• Consigne:
Pouvez-vous mettre à jour le passage fourni en reprenant la partie comprise entre "Certains accusés ont" et "mises en accusation.", bornes incluses, avec "procureur" remplacé par "représentant du ministère public" ?

• Passage fourni:
+---+

États-Unis d’Amérique v. N.B.L. et al

FAITS

Du 31 juillet 2000 au 31 décembre 2000, les accusés ont délibérément et sciemment, afin d’obtenir un avantage matériel ou financier, conspiré pour commettre diverses infractions, notamment engager des migrants en situation irrégulière, fournir de faux documents d’immigration, remplir de faux formulaires d’immigration et déclarer au Ministère du travail de Nebraska (États-Unis), que les faux numéros de sécurité sociale fournis par des migrants en situation irrégulière étaient authentiques. Les accusés ont en outre recruté des migrants et assuré leur transport. Les faits signalés par deux informateurs anonymes et un agent infiltré du Service de l'immigration et de la naturalisation (INS) avant le 5 décembre 2000 constituent le fondement factuel des actes manifestés. Le 5 décembre 2000, l'INS a exécuté des mandats de perquisition et mené une perquisition dans l'entreprise où les migrants étaient employés. L'INS a retrouvé et détenu plus de 200 migrants en situation irrégulière. Le nombre précis d'étrangers n'est pas clair car les registres du gouvernement n'étaient pas détaillés. Apparemment, comme cela revenait à plus de 11 000 USD par jour pour le gouvernement de retenir les migrants, les 6 et 7 décembre 2000, environ 152 migrants ont été expulsés des États-Unis. Dix-neuf autres migrants ont été placés en détention et envoyés à Dallas, au Texas (États-Unis), pour comparaître devant des juges de l'immigration. D'autres migrants- 30 -, selon l'estimation de l'INS - ont été libérés sur parole. Parmi les migrants libérés sur parole, au moins onze sont devenus des fugitifs. En fin de compte, l’INS a admis qu’au moins 181 migrants avaient été déportés ou «renvoyés volontairement». La localisation des autres est restée inconnue de l'INS.

Certains accusés ont présenté des demandes d’annulation de la mise en accusation en raison de la perte de preuves favorables et de preuves matérielles. Le juge a rendu une ordonnance interdisant au gouvernement d'utiliser au procès tout élément de preuve concernant les centaines de migrants en situation irrégulière expulsés du pays. Le procureur a présenté un appel contre cette ordonnance. Le tribunal du district de Nebraska a accueilli les requêtes des accusés, rejetant par conséquent les actes d’accusation. Le tribunal américain du district de Nebraska a accordé aux défendeurs une fin de non-recevoir contre les mises en accusation.

+---+

• Données enregistrées:

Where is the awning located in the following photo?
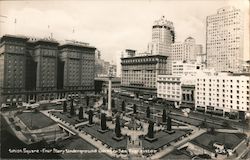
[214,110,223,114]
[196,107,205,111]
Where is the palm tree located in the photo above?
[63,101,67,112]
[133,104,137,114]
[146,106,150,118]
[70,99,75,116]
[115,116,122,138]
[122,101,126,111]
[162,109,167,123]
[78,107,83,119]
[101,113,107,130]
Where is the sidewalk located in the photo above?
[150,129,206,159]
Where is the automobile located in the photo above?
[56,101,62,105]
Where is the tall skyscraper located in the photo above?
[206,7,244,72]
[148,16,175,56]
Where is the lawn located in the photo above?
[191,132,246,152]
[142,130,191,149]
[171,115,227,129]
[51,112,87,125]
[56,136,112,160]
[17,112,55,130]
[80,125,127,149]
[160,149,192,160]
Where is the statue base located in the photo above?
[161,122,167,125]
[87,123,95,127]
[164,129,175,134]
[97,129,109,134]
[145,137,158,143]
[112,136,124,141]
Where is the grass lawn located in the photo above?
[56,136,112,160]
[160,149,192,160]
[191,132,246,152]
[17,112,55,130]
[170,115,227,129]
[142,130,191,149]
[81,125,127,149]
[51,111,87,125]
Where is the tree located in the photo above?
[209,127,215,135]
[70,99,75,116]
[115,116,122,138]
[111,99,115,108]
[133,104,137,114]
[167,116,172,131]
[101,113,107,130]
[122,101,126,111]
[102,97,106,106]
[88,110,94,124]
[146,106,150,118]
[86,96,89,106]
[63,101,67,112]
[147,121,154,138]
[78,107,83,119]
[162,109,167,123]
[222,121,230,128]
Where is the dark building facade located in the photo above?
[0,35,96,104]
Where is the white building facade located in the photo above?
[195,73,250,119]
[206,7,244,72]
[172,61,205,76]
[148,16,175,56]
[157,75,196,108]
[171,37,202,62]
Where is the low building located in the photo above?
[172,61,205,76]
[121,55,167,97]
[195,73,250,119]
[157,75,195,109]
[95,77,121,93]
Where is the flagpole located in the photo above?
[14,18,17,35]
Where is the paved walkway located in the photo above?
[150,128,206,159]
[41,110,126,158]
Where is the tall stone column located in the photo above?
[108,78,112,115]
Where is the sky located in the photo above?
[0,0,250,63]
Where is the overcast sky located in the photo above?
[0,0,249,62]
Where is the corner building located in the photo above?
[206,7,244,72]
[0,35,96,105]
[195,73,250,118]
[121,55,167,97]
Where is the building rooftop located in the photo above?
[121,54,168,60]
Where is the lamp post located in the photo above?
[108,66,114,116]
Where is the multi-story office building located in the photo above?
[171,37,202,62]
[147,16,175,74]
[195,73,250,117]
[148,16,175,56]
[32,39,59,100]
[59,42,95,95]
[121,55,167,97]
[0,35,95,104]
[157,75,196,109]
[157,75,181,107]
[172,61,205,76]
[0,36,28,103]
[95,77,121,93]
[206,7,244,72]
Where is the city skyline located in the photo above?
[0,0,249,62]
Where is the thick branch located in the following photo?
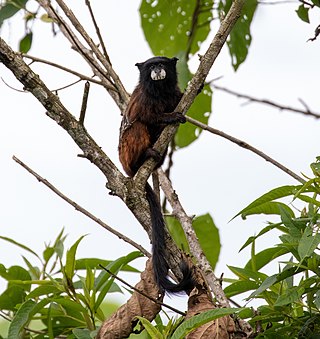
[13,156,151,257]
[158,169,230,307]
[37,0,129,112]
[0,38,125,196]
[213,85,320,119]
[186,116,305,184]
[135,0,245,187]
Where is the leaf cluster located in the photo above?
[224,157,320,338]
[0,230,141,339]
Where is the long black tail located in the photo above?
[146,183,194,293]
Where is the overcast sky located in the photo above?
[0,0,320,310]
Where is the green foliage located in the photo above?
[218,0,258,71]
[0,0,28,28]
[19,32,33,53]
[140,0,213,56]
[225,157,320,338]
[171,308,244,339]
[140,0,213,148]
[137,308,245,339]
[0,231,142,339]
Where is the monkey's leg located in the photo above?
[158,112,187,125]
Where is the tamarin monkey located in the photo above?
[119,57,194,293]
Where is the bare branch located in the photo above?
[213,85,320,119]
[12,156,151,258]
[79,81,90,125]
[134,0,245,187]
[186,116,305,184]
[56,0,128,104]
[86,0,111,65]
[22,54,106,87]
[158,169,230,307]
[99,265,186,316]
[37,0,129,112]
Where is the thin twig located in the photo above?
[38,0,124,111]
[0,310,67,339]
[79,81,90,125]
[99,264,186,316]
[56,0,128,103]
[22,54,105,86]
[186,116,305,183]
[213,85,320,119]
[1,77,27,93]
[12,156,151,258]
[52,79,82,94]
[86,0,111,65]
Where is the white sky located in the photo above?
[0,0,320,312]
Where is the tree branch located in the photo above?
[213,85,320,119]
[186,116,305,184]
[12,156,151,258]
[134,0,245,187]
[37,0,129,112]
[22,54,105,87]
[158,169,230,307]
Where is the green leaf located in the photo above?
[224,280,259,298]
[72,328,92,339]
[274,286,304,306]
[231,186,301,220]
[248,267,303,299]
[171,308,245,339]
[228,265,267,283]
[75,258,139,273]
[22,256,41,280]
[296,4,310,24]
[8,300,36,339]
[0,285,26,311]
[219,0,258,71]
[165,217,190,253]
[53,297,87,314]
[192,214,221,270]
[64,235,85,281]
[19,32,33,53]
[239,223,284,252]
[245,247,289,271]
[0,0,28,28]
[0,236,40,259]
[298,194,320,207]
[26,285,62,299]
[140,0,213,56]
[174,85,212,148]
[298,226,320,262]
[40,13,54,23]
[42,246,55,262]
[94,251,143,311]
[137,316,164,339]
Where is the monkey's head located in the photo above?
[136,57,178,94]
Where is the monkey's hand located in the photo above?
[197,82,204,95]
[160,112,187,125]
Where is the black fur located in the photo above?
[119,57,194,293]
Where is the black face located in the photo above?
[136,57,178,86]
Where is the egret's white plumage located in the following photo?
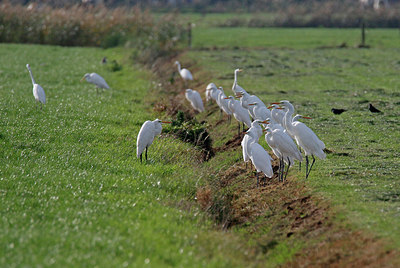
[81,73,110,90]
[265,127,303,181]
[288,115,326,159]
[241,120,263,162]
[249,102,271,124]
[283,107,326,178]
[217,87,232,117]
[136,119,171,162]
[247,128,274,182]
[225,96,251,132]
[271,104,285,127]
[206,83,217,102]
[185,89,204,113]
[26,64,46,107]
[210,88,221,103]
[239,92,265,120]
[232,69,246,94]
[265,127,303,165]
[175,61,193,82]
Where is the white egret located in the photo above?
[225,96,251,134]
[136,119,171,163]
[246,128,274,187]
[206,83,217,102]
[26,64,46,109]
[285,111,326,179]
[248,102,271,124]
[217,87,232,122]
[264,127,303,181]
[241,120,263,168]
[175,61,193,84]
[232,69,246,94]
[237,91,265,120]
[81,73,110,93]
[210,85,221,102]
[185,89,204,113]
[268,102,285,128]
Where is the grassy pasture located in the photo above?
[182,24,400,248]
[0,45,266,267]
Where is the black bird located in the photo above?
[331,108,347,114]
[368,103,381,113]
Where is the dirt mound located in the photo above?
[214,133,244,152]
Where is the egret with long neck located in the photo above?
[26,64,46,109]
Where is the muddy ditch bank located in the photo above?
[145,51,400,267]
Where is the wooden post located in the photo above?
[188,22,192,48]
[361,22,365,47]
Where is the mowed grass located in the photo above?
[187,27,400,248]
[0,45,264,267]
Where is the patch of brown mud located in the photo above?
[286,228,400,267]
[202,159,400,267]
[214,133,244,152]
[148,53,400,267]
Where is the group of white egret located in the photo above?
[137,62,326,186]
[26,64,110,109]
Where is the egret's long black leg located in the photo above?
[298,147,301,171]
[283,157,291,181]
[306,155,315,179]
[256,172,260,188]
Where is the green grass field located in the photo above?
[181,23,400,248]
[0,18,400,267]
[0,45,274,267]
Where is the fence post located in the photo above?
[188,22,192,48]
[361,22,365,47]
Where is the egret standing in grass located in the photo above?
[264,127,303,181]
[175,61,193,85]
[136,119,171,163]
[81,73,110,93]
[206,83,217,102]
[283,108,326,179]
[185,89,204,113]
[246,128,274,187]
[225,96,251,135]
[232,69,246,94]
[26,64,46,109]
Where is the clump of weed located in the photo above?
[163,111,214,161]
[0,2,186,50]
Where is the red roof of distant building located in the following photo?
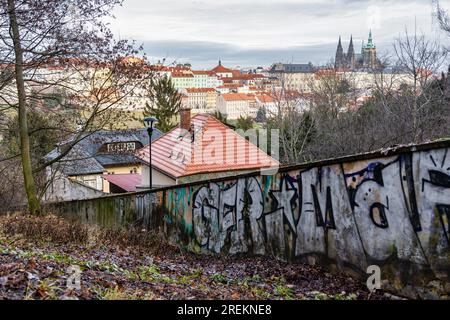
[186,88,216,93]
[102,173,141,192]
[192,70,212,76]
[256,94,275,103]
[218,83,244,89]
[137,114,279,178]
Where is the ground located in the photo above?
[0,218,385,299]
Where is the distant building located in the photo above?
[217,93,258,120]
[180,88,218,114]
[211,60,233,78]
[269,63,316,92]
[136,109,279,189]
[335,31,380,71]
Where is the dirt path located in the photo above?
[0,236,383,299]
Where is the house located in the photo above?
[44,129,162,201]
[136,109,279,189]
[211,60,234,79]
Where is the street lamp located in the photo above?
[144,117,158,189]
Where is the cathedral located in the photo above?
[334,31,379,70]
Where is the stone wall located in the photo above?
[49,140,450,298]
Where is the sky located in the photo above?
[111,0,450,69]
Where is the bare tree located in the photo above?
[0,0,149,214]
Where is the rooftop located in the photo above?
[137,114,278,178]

+---+

• Réponse:
Certains accusés ont présenté des demandes d’annulation de la mise en accusation en raison de la perte de preuves favorables et de preuves matérielles. Le juge a rendu une ordonnance interdisant au gouvernement d'utiliser au procès tout élément de preuve concernant les centaines de migrants en situation irrégulière expulsés du pays. Le représentant du ministère public a présenté un appel contre cette ordonnance. Le tribunal du district de Nebraska a accueilli les requêtes des accusés, rejetant par conséquent les actes d’accusation. Le tribunal américain du district de Nebraska a accordé aux défendeurs une fin de non-recevoir contre les mises en accusation.